GIVEN PROBLEM:
Rewrite the part that opens with the first row and closes with the row containing "Query: slender tree trunk", both included, as a Markdown table with the columns No and Text. Number each line in No, put the line itself in Text, and leave out any blank lines.

DATA SECTION:
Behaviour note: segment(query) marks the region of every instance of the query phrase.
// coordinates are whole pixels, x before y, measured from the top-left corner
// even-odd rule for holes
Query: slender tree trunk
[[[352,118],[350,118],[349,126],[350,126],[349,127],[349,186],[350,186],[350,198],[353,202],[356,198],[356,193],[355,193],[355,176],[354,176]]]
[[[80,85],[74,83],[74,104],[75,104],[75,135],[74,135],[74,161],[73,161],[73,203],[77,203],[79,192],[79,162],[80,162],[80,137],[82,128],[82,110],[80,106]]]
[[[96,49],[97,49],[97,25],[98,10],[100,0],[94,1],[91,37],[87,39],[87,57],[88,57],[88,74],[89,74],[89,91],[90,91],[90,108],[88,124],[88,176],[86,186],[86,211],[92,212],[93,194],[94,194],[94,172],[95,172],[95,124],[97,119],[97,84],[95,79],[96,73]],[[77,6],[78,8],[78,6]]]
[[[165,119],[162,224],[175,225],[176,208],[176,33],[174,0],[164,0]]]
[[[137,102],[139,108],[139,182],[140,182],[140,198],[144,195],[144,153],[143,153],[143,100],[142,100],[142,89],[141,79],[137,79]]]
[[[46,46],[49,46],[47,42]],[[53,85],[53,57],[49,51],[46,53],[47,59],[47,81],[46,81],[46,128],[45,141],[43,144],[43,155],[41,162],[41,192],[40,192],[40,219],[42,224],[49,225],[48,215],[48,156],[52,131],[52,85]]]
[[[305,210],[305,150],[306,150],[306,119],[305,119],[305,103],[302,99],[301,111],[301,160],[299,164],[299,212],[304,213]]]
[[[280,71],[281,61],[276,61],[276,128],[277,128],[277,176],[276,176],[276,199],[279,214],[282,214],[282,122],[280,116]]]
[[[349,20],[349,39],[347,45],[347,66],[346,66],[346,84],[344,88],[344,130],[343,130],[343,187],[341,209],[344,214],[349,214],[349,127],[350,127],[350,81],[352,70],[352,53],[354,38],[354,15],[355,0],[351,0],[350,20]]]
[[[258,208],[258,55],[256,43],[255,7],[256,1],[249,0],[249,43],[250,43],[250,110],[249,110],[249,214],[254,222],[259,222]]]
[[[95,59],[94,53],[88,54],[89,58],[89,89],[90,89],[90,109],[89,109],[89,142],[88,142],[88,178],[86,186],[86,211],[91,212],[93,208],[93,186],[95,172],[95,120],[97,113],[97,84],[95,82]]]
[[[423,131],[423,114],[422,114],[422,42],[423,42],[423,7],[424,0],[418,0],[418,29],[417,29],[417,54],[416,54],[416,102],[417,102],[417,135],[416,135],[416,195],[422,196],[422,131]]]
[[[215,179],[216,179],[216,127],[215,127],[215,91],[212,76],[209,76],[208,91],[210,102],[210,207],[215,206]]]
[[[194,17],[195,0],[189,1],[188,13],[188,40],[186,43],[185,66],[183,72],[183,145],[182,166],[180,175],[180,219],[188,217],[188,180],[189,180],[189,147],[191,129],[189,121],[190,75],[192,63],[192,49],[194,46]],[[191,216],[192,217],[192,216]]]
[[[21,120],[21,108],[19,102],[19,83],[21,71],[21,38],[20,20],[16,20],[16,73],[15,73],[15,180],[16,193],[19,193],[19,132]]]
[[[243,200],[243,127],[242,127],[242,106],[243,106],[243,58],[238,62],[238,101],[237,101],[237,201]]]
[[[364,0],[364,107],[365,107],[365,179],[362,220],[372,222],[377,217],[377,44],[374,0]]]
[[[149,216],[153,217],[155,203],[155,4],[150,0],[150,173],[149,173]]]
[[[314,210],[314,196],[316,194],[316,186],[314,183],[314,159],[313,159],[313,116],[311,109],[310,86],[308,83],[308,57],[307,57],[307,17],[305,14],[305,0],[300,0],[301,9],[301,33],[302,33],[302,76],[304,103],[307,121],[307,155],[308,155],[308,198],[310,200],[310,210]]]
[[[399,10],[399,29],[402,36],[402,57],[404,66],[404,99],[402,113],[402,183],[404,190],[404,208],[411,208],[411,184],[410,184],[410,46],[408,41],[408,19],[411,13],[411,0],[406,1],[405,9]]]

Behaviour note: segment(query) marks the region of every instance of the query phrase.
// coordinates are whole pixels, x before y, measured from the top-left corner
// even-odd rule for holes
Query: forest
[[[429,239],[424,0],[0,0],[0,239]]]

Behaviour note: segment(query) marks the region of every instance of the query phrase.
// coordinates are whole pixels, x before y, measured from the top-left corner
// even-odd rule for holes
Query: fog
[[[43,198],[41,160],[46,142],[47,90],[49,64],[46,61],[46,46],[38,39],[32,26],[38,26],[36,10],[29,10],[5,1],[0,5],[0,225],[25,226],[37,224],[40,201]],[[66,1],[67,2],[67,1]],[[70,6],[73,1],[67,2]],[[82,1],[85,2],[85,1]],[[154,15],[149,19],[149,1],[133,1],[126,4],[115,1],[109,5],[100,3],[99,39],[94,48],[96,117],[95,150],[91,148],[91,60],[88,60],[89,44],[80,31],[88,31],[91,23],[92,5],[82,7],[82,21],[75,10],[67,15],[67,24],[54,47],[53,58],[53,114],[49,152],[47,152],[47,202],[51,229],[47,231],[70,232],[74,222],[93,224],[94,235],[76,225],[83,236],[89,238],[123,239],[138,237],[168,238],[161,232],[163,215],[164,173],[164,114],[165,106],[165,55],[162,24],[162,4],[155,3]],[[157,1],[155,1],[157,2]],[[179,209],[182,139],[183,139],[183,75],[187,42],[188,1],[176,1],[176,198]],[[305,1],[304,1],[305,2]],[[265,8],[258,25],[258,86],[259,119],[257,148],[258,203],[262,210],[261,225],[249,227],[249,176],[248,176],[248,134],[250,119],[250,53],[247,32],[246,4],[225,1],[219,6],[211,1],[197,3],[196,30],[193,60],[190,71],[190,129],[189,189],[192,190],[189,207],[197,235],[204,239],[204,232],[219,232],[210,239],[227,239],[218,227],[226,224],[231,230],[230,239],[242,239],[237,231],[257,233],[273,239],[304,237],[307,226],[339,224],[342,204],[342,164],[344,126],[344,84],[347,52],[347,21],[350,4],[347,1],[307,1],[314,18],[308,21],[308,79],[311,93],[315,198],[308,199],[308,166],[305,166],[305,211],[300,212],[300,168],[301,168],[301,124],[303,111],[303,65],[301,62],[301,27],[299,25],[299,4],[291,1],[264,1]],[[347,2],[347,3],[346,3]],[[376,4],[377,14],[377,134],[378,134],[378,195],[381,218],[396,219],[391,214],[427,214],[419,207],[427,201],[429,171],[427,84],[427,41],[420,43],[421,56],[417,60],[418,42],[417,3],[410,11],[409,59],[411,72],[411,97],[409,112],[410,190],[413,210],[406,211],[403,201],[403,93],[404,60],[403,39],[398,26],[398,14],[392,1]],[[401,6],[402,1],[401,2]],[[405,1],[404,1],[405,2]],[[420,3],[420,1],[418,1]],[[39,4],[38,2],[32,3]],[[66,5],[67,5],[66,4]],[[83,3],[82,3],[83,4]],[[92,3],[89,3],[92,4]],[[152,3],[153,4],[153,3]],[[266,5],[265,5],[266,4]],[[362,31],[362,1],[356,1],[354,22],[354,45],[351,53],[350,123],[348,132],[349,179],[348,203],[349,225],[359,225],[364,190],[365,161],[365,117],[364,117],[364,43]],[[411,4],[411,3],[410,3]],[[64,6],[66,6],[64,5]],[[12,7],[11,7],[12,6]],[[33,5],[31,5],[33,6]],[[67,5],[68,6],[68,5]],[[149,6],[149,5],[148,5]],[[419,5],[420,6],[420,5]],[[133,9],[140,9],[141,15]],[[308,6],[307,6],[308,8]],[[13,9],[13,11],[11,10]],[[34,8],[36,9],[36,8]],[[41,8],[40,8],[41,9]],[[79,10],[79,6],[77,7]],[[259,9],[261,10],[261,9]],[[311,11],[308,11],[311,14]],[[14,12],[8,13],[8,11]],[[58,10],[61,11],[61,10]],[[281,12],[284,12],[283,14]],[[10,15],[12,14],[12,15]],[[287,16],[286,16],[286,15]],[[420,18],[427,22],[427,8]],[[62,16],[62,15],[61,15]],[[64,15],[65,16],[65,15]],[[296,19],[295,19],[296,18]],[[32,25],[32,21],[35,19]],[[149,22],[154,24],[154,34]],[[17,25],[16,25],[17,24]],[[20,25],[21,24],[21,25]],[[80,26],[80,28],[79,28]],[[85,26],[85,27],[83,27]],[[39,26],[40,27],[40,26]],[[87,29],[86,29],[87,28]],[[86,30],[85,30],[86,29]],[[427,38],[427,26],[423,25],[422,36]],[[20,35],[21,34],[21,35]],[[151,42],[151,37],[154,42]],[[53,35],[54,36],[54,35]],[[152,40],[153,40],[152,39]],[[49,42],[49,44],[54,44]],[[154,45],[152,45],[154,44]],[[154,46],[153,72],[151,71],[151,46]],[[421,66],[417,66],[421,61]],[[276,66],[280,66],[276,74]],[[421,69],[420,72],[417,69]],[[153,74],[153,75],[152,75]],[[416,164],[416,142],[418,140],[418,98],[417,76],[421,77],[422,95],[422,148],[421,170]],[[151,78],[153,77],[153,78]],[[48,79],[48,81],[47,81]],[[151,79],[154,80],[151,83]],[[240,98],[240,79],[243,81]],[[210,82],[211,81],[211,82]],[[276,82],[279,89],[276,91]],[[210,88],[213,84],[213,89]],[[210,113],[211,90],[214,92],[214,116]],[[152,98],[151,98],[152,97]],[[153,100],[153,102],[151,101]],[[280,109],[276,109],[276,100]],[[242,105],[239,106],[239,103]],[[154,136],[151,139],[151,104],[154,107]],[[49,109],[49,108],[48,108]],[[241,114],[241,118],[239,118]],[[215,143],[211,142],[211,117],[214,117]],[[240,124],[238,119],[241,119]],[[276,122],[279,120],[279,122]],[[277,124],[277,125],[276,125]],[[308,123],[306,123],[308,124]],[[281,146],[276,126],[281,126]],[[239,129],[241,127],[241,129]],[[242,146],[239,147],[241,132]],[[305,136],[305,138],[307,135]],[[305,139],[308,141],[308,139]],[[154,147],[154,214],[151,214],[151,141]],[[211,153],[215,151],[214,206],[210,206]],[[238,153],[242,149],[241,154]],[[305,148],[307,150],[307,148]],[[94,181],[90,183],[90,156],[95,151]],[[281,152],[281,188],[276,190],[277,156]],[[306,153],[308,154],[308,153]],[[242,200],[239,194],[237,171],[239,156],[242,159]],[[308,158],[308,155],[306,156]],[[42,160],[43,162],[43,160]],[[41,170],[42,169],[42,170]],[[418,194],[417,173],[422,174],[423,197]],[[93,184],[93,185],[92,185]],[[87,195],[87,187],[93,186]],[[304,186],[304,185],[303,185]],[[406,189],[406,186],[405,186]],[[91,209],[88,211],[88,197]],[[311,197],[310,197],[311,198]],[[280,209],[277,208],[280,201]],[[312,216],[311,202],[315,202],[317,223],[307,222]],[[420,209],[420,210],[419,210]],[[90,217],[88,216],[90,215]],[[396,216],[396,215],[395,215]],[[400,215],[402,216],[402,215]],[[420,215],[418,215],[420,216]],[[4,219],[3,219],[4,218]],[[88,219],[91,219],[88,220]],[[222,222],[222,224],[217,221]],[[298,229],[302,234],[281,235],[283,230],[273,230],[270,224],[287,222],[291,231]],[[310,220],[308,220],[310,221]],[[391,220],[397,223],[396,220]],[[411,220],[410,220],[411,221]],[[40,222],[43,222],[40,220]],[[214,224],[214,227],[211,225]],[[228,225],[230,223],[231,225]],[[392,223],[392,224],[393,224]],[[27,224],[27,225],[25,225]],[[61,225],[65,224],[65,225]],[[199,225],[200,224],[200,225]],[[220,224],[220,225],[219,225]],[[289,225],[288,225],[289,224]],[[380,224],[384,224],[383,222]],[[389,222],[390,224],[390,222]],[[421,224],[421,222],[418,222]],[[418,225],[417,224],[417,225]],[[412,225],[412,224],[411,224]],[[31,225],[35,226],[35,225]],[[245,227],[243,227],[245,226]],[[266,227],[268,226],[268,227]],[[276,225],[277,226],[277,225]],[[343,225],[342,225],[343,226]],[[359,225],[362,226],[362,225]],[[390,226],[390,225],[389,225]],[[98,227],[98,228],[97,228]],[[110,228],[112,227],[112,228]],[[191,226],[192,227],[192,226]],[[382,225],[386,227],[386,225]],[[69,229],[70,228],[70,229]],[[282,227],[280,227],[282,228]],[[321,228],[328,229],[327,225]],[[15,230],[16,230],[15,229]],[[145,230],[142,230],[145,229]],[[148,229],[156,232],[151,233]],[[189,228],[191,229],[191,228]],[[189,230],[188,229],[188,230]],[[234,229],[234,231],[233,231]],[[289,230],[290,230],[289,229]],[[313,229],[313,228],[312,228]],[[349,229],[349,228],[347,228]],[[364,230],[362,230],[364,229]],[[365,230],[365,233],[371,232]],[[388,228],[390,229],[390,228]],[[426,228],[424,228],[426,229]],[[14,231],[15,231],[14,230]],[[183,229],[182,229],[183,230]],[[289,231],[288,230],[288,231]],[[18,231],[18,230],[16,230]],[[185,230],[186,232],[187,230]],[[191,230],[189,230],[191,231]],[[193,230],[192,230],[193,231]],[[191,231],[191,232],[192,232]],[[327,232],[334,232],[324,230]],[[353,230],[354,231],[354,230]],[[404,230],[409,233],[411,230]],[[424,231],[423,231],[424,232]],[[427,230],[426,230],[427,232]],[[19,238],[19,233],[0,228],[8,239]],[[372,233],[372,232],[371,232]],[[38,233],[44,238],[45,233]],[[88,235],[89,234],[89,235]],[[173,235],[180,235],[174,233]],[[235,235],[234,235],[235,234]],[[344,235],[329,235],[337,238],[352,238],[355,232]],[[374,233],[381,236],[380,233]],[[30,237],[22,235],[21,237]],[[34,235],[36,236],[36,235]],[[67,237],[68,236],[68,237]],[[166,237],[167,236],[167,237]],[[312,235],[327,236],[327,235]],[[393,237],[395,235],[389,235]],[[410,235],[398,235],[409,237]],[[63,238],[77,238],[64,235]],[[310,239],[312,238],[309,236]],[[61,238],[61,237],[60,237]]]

FINAL ANSWER:
| No | Text |
|---|---|
| 1 | Behaviour note: segment(query) marks the region of every instance of the query phrase. |
| 2 | // coordinates are whole pixels, x before y, measured from the top-left corner |
| 3 | // even-odd rule for holes |
| 4 | Query: slender tree trunk |